[Begin SUPPLIED DATA]

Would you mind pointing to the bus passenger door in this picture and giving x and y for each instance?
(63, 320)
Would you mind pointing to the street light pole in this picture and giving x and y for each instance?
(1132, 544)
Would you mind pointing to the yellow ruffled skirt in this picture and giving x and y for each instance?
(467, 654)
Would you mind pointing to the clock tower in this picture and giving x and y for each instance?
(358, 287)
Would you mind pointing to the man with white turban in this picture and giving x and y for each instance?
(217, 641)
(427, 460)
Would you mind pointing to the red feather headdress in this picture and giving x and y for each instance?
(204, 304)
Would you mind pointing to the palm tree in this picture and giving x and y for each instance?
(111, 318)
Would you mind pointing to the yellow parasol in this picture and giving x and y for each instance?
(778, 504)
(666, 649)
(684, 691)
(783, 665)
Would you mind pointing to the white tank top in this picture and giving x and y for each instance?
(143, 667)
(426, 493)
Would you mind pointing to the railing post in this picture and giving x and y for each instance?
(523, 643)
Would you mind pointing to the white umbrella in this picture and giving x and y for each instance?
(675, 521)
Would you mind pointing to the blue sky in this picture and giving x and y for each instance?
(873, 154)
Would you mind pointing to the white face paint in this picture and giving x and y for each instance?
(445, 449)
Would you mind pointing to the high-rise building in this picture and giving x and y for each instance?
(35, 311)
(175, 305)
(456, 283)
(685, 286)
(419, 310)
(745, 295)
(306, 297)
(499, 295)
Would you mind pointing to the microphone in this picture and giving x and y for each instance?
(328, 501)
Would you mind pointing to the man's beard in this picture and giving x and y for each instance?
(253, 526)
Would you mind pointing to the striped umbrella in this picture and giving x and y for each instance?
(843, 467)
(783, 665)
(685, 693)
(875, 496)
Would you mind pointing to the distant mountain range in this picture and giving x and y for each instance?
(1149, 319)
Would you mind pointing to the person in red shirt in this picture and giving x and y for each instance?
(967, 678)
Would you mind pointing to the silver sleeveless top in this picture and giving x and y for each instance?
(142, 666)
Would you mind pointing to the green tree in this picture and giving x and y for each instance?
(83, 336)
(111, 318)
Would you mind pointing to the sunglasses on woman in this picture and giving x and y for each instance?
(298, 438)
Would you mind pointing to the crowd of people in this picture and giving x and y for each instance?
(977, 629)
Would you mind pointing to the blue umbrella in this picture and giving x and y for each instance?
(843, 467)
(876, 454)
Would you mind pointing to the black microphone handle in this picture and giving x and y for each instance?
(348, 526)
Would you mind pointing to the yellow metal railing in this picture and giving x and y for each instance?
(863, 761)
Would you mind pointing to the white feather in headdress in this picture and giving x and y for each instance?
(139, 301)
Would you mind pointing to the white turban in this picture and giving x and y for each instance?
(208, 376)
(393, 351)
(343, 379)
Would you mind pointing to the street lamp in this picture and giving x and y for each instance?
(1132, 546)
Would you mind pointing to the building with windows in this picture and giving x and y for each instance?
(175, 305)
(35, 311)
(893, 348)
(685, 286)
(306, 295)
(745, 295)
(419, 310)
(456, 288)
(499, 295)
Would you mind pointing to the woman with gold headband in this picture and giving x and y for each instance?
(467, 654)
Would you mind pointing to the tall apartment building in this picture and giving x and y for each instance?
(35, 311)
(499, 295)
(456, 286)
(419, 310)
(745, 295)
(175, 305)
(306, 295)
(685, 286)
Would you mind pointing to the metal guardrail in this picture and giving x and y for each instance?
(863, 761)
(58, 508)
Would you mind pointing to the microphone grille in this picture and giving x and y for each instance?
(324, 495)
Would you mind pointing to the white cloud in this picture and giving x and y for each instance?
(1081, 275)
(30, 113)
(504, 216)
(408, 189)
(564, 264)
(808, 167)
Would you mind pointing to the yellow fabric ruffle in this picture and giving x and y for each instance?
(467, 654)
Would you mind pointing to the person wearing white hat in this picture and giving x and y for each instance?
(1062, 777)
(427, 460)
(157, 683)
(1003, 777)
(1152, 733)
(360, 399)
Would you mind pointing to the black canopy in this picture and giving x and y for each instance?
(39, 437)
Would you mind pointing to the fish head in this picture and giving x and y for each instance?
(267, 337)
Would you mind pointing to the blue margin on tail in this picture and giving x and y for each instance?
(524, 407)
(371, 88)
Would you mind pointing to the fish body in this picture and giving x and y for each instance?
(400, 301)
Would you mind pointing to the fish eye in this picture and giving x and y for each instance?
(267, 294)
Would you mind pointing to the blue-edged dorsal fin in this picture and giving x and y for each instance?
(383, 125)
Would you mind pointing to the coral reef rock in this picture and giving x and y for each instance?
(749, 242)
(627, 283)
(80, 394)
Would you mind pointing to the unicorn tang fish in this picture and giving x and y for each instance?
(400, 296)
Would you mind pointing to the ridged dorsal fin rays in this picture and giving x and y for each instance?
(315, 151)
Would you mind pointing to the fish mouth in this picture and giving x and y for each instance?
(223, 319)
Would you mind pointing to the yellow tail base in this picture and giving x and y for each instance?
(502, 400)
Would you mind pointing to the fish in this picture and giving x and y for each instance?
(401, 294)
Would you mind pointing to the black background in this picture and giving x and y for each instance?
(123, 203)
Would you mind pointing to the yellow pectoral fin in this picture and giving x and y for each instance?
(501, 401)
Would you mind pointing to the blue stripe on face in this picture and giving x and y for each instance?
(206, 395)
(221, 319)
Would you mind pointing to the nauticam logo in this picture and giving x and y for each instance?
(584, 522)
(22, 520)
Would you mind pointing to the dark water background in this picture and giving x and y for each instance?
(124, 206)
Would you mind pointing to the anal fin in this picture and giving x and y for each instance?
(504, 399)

[End SUPPLIED DATA]

• _TASK TO COMPLETE_
From the line containing "Would you mind pointing to the yellow tail" through the end of the rows, rewrite the lines with "backdrop" in place of every "background" and nothing else changed.

• _EXERCISE OUTPUT_
Would you mind pointing to the yellow tail base in this picture and giving x and y for each instance?
(502, 400)
Would you mind pointing to the fish in this picture and giving x and y for each instance?
(401, 294)
Would you mind pointing to the black backdrop in this picture and giving x and y for each instance?
(123, 203)
Would you mind pointing to the yellow pectoral fin in this picture and giving x and y for each instance?
(501, 401)
Would you mind pointing to the blue stripe on face in this picture and giving x and y for each instance?
(206, 395)
(221, 319)
Would you mind pointing to the nauticam logo in this picture and giving x and y for each instance?
(584, 522)
(22, 520)
Would you mind pointing to the dark water backdrop in this picture and giving x and y for each instance?
(124, 206)
Would you mind pointing to the anal fin in this picture and giving x and y for each instance?
(504, 399)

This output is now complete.